═══ Available records
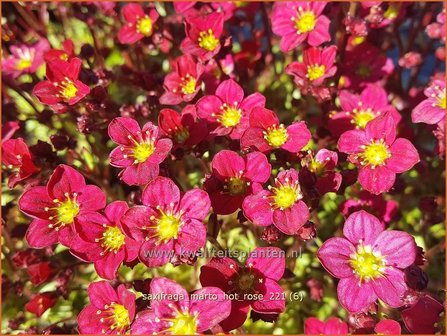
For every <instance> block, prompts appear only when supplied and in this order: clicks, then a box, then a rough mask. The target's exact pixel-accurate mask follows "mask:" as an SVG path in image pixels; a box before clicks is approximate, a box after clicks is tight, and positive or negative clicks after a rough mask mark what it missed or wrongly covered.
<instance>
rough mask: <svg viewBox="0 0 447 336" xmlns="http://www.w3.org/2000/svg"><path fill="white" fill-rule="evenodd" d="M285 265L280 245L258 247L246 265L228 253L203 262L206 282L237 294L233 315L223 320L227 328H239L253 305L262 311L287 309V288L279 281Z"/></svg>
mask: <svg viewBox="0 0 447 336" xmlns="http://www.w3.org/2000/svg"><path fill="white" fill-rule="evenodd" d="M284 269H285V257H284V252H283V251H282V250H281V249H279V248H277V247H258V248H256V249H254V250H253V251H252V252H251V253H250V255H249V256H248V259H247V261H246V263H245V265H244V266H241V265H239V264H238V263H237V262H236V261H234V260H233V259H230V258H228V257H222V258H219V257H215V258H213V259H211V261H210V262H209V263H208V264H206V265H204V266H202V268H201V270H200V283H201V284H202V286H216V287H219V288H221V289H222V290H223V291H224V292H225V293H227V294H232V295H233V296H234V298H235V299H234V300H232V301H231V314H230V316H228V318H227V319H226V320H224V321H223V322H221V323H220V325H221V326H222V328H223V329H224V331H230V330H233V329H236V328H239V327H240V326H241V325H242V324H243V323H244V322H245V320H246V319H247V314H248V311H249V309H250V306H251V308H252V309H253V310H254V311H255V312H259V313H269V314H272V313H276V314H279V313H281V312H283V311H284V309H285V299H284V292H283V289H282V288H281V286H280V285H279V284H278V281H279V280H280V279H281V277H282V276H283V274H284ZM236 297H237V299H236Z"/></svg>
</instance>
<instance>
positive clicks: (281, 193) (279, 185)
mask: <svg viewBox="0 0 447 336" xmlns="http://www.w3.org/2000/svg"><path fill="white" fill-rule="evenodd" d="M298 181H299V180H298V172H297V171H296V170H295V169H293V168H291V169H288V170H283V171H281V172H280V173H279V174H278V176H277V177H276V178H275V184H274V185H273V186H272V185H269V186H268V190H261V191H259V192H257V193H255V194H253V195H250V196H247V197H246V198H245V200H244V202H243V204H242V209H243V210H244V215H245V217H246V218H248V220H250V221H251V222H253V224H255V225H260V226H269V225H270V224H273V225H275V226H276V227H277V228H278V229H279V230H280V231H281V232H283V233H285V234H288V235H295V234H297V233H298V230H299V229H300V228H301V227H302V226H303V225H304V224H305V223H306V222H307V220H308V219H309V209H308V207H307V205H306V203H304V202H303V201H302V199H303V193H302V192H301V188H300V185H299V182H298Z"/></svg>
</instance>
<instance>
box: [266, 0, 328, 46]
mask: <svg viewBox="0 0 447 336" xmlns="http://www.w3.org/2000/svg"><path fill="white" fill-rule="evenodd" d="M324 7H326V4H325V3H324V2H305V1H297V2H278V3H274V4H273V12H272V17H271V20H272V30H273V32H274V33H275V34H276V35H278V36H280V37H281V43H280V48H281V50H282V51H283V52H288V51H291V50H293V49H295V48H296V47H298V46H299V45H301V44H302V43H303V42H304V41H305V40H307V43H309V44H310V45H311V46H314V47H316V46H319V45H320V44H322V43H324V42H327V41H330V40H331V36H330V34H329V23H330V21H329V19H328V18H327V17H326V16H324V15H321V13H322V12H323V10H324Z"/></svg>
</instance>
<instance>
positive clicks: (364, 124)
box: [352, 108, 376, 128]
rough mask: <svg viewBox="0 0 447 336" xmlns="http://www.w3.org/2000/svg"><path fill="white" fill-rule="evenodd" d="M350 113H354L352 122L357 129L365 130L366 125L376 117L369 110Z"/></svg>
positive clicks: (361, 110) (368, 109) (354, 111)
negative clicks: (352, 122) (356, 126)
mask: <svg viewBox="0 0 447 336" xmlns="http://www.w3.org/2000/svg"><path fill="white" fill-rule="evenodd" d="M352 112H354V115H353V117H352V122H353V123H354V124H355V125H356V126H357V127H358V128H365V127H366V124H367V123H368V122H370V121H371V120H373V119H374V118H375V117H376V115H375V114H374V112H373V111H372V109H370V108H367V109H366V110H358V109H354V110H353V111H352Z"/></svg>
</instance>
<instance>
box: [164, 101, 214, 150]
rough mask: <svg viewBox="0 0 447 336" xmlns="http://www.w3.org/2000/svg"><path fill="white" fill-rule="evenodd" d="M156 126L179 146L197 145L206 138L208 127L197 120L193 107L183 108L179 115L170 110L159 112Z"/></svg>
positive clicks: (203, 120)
══════
- [The task]: From the line containing "126L179 146L197 145L206" to the final line of the entries, print every line exactly and nothing else.

- [Written response]:
rough mask: <svg viewBox="0 0 447 336" xmlns="http://www.w3.org/2000/svg"><path fill="white" fill-rule="evenodd" d="M156 126L179 146L197 145L206 138L208 127L197 120L193 107L183 108L179 115L170 110L159 112Z"/></svg>
positive clicks: (203, 120)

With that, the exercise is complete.